Task objective>
Work out how many lines in the material below hold the word "bowl". Write only the number.

Study material>
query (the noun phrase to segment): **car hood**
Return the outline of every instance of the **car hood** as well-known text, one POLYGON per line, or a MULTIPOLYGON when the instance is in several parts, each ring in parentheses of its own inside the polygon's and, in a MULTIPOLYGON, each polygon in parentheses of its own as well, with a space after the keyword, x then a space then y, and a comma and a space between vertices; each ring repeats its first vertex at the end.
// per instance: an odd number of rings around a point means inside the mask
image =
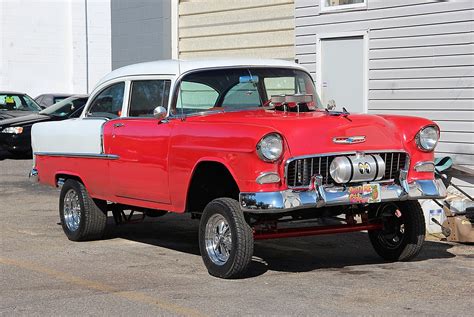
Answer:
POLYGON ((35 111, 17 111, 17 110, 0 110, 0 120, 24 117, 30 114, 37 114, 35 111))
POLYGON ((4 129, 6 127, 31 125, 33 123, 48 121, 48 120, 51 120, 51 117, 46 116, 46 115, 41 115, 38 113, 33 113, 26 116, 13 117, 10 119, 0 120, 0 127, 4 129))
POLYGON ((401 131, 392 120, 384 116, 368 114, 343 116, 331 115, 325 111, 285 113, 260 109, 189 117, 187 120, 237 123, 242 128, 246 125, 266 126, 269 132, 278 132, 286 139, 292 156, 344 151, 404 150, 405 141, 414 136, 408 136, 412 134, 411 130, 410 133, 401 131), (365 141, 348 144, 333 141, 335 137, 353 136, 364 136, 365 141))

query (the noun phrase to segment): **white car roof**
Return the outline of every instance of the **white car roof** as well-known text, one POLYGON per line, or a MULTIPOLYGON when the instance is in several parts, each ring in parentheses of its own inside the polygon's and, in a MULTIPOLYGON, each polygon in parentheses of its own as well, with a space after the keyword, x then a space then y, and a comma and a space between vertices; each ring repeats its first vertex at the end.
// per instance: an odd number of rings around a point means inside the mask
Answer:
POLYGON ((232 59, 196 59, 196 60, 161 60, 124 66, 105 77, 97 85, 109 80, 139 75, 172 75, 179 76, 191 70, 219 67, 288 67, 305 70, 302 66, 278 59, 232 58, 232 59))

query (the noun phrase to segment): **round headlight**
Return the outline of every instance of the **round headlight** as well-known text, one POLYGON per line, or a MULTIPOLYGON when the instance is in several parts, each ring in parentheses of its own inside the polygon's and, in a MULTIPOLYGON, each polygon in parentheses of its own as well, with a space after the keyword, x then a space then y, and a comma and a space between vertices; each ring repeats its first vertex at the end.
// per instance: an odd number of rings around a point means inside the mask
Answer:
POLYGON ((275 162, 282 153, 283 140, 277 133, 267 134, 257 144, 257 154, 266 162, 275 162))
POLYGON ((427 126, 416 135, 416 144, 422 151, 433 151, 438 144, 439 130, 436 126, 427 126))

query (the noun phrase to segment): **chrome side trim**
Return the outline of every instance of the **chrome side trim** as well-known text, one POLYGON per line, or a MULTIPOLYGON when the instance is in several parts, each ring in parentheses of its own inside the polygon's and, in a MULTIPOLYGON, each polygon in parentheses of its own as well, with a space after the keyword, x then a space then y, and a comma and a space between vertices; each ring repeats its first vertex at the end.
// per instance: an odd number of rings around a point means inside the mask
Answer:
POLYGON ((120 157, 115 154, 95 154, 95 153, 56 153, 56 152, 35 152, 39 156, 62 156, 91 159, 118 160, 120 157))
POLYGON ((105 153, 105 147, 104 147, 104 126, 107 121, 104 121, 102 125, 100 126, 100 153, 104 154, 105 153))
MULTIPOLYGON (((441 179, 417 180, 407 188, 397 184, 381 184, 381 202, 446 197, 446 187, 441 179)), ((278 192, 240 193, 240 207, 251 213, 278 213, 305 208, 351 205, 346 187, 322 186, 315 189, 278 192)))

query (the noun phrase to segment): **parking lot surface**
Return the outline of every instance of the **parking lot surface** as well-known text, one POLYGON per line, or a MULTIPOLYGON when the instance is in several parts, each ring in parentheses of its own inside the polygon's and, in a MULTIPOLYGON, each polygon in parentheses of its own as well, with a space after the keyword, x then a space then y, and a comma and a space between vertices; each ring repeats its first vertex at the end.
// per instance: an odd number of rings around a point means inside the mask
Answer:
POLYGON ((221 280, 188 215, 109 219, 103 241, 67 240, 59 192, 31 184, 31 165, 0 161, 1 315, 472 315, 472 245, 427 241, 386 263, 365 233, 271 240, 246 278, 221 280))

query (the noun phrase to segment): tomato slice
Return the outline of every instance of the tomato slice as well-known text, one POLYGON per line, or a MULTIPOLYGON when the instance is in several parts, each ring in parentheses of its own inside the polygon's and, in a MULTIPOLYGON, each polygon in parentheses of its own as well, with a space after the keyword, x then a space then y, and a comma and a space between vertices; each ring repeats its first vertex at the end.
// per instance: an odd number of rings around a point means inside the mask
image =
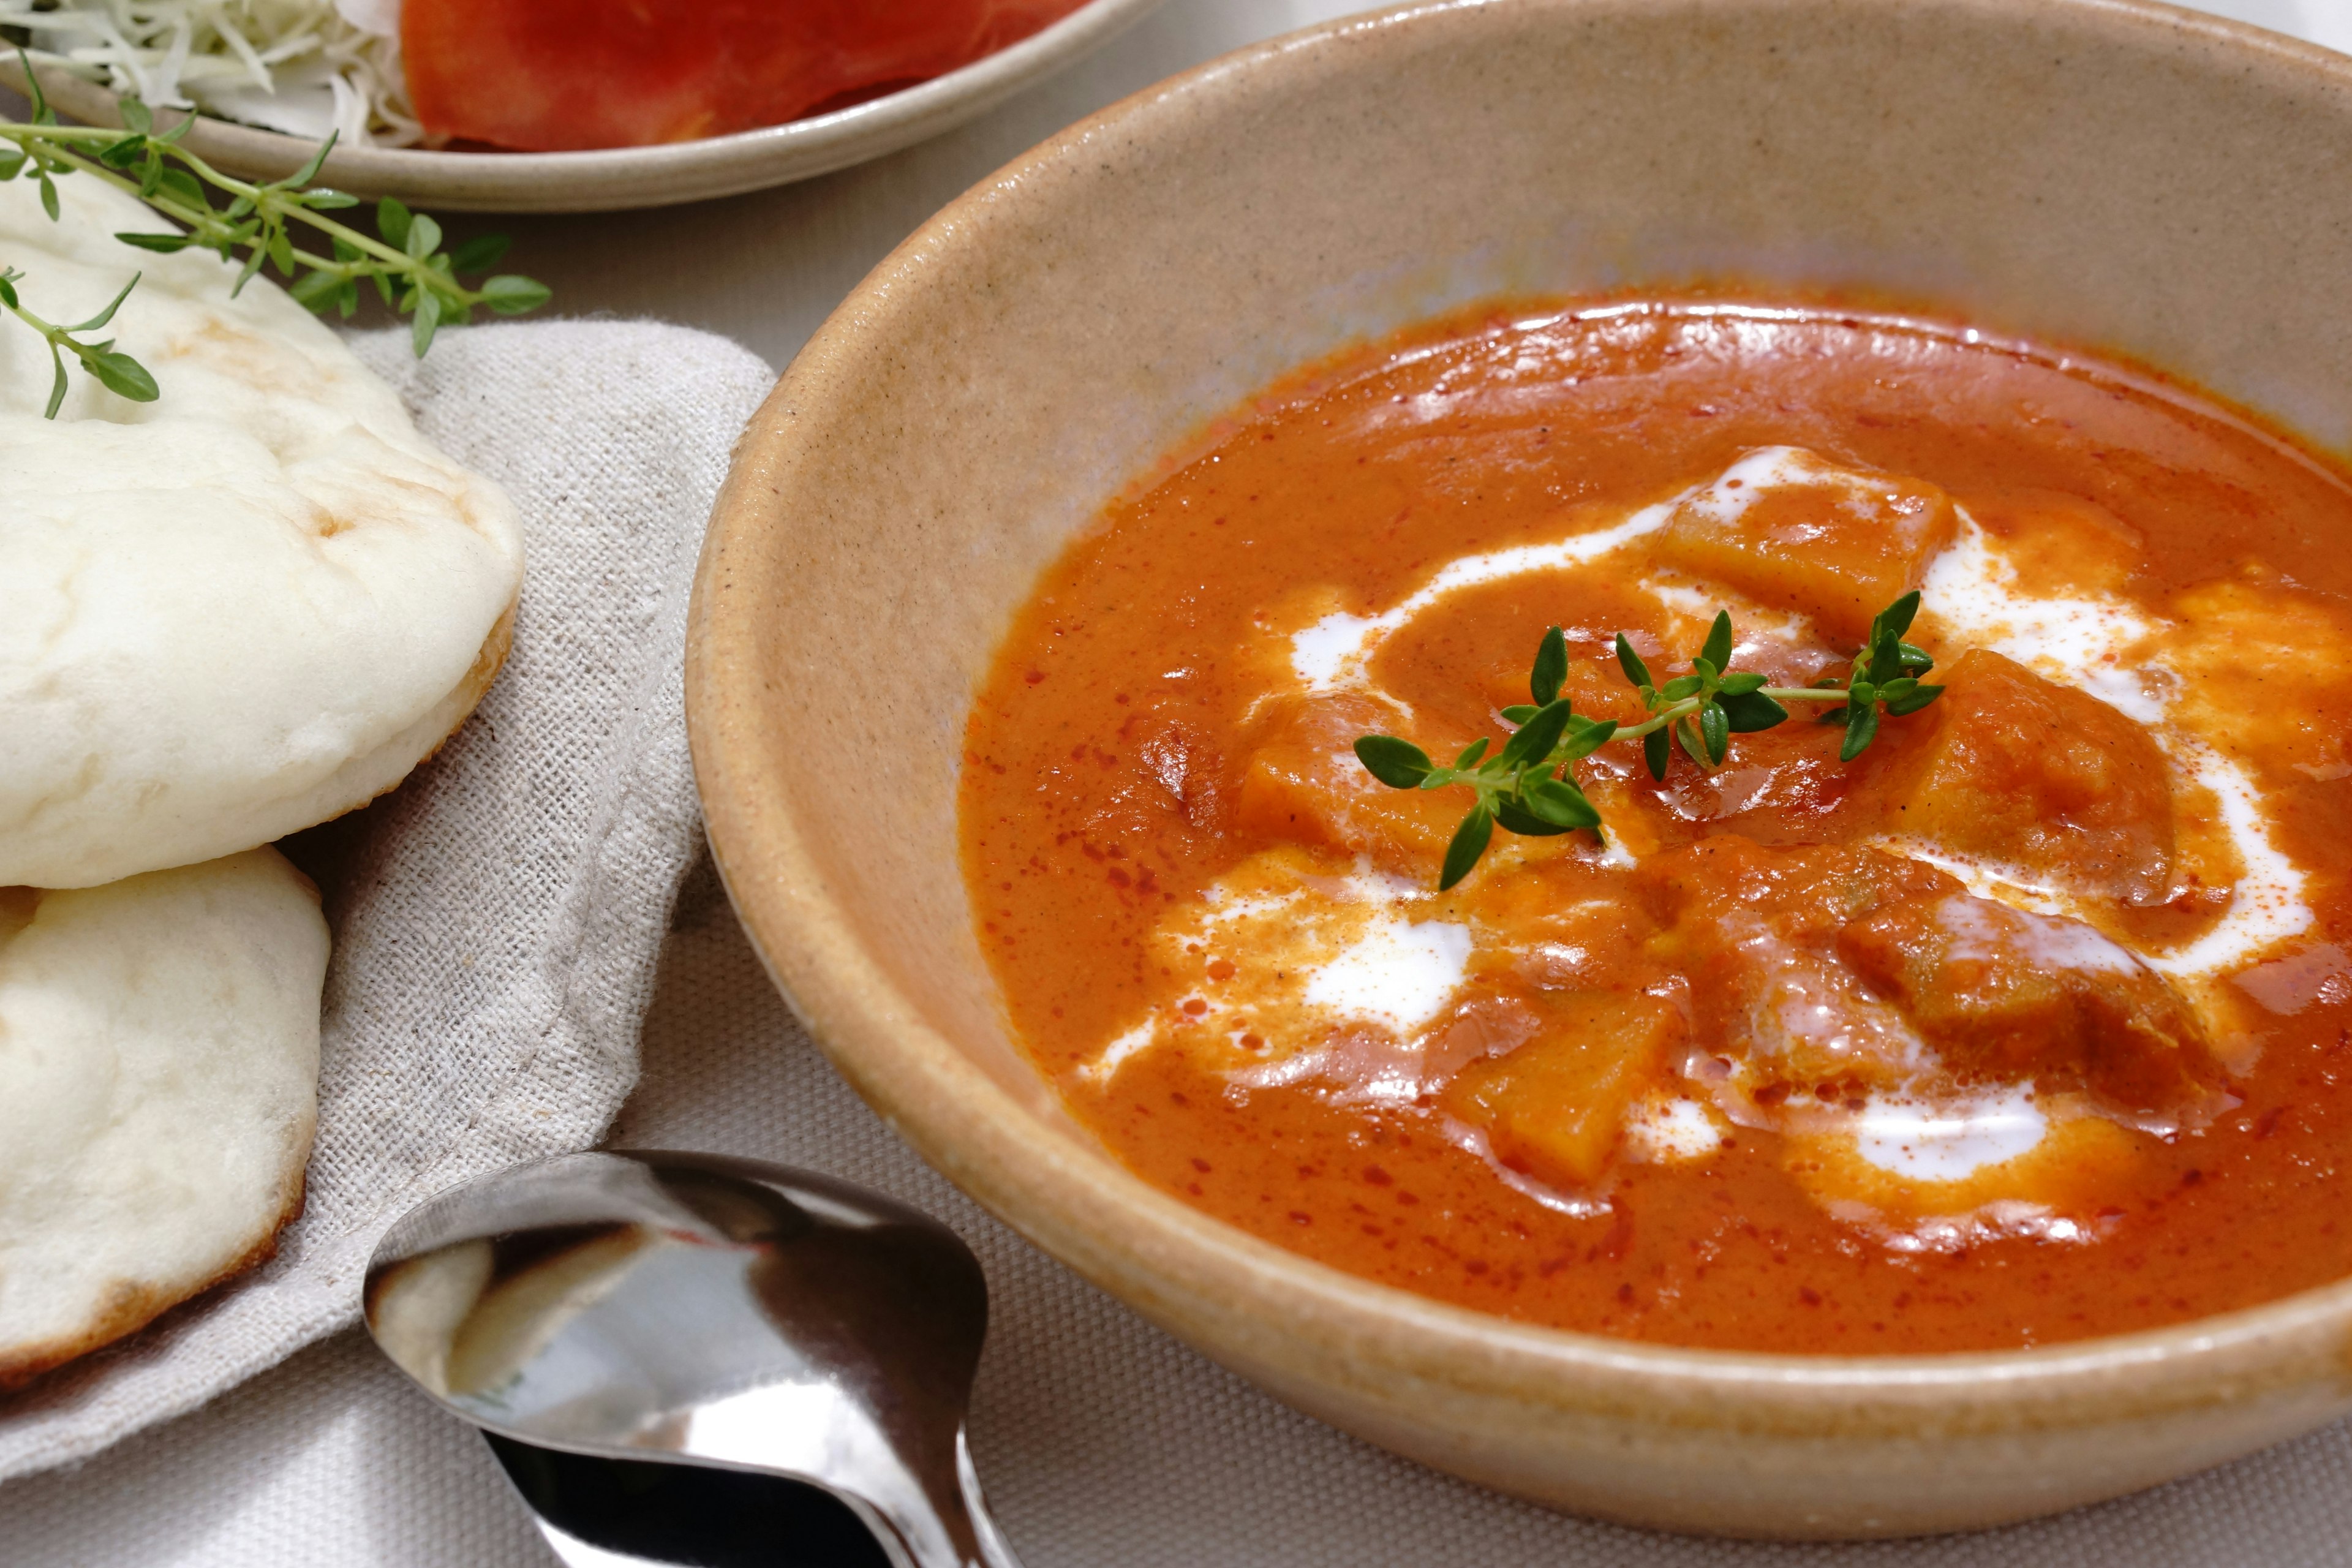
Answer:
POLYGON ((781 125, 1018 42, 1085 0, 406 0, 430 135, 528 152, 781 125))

* * *

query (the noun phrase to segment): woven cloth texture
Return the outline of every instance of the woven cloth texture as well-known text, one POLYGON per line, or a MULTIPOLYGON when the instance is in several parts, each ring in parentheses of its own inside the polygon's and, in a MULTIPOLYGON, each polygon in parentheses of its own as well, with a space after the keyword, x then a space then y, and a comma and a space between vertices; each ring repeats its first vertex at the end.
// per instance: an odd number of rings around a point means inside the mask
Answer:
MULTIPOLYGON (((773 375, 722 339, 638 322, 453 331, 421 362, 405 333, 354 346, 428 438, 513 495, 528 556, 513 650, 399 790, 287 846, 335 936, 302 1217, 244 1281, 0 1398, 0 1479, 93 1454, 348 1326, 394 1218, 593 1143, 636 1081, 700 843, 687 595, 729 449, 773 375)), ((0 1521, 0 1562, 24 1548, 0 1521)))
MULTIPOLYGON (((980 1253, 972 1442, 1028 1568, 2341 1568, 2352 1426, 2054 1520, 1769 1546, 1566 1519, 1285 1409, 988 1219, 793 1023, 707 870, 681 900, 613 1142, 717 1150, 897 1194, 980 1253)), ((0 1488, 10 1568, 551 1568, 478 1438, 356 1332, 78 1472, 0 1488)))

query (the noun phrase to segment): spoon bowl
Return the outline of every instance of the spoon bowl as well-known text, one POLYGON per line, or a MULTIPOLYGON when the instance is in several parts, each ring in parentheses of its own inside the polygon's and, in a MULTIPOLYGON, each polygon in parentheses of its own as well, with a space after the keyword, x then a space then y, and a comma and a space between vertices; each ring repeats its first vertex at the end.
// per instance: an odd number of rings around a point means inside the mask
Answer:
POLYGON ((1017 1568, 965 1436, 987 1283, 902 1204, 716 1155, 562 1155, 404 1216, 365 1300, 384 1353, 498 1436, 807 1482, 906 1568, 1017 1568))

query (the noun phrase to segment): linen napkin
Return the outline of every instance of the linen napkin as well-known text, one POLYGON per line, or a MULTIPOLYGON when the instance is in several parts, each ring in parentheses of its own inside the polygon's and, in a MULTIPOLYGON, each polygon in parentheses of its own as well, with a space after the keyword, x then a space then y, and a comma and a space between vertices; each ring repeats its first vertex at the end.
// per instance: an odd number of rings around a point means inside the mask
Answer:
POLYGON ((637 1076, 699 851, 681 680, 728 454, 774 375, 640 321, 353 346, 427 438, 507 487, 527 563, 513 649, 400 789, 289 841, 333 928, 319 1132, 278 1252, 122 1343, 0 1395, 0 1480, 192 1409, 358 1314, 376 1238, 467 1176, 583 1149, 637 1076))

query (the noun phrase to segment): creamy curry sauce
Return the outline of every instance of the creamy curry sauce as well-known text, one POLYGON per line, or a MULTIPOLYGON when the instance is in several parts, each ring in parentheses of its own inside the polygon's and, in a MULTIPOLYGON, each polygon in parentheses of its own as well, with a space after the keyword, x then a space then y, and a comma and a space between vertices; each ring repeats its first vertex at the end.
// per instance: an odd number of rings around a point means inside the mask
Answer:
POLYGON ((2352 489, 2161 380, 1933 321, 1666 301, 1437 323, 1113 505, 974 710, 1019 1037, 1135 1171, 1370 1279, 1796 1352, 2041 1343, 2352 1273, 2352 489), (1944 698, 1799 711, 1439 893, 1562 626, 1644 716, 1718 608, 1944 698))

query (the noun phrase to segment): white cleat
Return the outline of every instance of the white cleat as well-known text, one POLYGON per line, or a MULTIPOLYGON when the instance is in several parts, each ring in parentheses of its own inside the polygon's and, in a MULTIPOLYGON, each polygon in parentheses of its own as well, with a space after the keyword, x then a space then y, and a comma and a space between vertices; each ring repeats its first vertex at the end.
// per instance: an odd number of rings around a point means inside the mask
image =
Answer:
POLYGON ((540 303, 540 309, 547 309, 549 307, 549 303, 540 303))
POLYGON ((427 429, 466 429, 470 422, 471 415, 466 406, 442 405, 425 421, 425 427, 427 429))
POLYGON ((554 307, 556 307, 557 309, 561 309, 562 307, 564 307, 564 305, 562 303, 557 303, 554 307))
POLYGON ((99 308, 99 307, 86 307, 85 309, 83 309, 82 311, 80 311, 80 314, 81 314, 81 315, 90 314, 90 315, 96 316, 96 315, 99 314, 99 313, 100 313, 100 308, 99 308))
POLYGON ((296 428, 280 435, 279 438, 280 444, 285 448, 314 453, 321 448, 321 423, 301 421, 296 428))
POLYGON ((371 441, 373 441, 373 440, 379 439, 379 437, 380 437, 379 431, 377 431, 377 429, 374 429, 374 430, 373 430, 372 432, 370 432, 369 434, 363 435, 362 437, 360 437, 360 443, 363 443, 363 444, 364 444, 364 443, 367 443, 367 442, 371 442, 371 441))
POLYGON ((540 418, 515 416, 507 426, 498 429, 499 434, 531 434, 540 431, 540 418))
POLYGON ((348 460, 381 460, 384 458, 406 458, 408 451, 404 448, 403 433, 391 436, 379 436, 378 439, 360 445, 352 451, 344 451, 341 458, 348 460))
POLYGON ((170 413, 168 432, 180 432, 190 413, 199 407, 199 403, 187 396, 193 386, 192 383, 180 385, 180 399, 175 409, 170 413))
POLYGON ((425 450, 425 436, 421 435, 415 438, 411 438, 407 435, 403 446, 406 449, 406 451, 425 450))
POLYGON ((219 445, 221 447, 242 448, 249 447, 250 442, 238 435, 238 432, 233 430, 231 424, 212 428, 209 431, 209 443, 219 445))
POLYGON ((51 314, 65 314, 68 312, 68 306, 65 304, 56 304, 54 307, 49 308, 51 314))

Task solution>
2